Continue the online discussion about science funding and political bias, picking up after its last sentence.

━━━ TEXT FOR ANALYSIS

The value absolutely is there. The NSF and NIH were both very cheap and have had huge ROI. The cuts to academic funding have been monumentally stupid.
Brass tacks, if an institution has an overwhelming political leaning toward faction X and works to undermine faction Y, is it really surprising that when Y gets into power it attempts to damage the institution? This is precisely why publicly funded institutions should maintain agnostic political posture.
What fantasy world do you live in? I want to be there, the world I'm everything granted to the public is always under constant attack and threatened to be destroyed and their proponents destroy and their benefactors humiliated.
How do you do this when belief in science, which is important to academic institutions, is unpopular with one faction?
When it no longer becomes science and becomes social. There are MANY examples, even in this thread, of this happening.
When and where did this happen before a year and half ago?
I mean, is it political when you write a paper that concludes that vaccines are effective or that fish die when streams are polluted?

The answer seems to have become "yes", so this is a rhetorical question, but ideally _information_ would be apolitical.

━━━━━━
━━━ SUPPLIED RECORDS

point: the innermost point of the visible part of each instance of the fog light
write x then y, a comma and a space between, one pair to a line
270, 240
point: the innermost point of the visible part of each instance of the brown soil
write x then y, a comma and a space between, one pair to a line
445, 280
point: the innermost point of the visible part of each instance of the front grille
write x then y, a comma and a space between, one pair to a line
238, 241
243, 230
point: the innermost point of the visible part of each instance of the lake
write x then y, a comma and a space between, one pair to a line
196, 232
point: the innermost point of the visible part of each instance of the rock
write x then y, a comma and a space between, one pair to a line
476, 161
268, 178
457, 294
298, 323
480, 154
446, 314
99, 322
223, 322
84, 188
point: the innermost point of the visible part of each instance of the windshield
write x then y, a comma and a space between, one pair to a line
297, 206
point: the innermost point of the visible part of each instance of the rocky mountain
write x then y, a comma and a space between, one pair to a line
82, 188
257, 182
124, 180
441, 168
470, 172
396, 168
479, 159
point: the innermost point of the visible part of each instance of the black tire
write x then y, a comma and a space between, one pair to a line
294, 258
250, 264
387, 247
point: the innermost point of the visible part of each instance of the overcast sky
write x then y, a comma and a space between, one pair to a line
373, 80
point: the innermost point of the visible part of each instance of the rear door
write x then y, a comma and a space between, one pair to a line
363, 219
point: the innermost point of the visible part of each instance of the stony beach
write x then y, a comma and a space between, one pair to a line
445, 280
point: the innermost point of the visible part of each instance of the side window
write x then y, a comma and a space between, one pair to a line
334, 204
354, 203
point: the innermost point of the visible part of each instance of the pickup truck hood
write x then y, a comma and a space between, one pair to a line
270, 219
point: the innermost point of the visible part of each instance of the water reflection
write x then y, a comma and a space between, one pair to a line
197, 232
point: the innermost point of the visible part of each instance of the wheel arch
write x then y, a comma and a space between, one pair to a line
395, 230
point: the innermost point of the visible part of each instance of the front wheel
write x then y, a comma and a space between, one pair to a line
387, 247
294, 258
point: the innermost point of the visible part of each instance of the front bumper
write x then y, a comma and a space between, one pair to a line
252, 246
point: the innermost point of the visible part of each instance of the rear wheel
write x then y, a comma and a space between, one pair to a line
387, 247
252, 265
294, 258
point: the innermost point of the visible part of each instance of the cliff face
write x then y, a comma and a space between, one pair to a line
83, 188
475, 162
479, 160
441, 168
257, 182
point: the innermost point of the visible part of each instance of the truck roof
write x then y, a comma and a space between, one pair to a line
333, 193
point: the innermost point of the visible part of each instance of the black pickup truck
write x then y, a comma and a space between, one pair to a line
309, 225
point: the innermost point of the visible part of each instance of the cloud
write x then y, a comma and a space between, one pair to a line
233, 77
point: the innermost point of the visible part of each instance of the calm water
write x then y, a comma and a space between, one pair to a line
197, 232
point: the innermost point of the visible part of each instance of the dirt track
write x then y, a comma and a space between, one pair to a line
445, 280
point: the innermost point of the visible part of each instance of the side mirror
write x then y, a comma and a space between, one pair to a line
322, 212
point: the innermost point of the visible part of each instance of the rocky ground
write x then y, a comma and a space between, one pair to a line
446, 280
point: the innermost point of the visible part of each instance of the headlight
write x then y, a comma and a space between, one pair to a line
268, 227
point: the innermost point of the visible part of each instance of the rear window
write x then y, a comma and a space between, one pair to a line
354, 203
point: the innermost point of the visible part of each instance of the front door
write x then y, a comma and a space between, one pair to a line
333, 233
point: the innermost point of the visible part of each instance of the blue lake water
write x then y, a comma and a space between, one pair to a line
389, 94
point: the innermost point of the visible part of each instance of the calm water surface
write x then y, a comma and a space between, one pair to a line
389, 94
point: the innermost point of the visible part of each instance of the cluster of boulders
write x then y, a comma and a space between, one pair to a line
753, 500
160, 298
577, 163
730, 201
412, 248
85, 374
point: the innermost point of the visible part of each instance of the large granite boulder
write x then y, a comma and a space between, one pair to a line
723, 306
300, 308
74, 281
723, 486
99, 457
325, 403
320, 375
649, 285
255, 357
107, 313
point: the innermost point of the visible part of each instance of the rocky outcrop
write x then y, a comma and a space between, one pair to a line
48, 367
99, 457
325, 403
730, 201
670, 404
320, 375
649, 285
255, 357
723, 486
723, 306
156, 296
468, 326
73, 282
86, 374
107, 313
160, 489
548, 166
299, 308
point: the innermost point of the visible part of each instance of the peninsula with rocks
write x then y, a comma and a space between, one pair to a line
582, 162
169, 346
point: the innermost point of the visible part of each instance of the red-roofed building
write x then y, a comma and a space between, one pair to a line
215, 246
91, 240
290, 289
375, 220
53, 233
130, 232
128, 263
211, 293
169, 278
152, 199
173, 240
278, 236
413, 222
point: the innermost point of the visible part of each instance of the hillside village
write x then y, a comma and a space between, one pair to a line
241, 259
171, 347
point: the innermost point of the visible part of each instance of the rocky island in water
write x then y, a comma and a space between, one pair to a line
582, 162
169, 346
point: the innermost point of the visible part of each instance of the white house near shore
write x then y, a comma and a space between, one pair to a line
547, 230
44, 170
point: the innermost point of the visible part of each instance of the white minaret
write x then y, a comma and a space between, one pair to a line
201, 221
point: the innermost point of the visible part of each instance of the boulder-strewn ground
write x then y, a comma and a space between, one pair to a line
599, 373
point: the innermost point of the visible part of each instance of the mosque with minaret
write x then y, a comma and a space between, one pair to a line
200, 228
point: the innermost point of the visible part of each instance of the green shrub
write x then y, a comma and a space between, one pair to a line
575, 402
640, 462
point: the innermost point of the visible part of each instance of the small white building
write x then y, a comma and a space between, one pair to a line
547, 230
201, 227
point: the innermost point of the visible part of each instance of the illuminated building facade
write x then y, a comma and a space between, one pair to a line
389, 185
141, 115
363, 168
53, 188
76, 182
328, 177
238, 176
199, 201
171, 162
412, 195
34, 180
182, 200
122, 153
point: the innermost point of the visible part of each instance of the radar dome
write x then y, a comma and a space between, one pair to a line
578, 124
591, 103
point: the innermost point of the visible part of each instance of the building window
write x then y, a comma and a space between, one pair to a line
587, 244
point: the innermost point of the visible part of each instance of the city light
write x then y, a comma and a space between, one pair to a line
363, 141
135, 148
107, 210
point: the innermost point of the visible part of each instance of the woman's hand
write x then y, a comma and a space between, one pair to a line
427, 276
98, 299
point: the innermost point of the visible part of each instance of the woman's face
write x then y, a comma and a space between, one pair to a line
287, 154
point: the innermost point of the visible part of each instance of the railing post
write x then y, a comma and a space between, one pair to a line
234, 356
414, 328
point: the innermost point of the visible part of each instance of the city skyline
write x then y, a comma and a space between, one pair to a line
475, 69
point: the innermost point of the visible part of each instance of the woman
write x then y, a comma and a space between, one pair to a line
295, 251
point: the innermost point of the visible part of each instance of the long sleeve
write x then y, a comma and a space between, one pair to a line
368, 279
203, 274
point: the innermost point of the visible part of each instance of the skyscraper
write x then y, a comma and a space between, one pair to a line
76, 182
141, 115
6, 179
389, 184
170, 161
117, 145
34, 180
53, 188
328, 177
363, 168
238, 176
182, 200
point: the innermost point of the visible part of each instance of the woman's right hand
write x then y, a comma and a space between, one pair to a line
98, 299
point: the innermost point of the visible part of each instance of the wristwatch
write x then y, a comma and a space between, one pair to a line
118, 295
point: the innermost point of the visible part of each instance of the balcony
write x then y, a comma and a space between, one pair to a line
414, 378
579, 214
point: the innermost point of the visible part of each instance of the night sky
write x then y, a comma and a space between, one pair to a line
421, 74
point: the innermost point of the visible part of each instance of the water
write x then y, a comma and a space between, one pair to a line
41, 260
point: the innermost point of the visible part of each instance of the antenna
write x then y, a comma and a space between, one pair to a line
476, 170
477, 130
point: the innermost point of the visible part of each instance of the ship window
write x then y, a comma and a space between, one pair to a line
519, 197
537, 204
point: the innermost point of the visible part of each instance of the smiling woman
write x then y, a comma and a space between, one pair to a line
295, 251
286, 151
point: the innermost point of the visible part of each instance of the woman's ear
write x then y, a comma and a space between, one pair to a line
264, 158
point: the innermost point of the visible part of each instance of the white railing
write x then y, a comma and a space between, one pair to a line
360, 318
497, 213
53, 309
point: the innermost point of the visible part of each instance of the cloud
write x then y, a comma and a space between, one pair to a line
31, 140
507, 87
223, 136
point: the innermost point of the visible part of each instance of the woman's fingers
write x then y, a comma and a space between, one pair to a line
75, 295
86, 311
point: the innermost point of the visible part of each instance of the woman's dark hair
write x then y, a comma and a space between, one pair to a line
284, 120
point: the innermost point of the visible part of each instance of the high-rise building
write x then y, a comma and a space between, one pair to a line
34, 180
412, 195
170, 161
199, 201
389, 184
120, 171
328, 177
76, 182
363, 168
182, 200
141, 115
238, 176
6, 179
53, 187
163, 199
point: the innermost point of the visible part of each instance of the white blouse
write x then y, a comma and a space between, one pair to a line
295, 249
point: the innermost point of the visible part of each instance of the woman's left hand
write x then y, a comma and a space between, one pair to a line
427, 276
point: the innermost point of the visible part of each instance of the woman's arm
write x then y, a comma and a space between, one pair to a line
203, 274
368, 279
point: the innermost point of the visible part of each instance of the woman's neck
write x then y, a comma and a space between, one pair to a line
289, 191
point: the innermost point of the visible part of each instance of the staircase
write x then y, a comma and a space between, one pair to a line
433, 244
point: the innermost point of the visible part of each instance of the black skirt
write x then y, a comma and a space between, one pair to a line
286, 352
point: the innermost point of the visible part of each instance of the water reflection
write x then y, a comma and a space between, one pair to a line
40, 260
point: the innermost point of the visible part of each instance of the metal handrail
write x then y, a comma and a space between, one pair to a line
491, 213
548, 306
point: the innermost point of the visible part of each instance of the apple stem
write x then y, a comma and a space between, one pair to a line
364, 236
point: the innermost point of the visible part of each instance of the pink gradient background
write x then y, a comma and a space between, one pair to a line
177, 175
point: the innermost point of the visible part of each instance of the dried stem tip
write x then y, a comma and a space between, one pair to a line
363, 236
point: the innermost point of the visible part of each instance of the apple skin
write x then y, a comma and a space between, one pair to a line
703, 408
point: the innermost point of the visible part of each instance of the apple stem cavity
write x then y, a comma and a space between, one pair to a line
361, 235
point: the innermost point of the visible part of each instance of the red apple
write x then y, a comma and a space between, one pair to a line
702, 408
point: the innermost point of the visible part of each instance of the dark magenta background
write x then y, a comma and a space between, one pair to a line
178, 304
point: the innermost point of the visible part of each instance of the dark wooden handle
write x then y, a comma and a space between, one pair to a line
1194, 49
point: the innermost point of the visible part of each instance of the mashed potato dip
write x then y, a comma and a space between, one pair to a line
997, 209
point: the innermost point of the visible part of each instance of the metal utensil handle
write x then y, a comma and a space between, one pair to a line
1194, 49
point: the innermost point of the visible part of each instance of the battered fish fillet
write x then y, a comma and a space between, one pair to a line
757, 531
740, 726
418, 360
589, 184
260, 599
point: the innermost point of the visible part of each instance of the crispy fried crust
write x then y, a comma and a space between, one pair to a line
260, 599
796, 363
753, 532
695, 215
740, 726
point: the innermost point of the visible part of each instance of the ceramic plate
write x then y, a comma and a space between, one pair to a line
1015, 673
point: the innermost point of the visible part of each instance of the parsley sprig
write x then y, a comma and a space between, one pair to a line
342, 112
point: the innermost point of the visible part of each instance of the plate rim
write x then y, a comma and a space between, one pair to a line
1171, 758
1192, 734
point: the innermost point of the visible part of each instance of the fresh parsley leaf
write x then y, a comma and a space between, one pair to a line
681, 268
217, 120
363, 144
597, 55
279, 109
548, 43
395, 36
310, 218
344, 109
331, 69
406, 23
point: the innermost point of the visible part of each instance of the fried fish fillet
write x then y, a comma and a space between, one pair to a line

━━━━━━

▶ [REPLY TO THE EXERCISE]:
We also see the current administration politicizing things like the federal reserve, which has tried VERY hard to be apolitical.

Well there's absolutely the value in a lot of what those PI's teams are doing, what there is no longer is the political will to invest in those endeavors.

I think longer term this will mean we start to see a kind of "rise" of places like TUM and Tsinghua. (If that could even be seen as a "rise" at this point? Pretty sure most people already acknowledge their primacy.) At root, MIT was only MIT because of the teams it could collect together. If it can't do that anymore, I don't think people stop putting those teams together, those teams just stop being put together at MIT.

The search for fundamental clarity in humanity's great aporias will continue. Just a speedbump.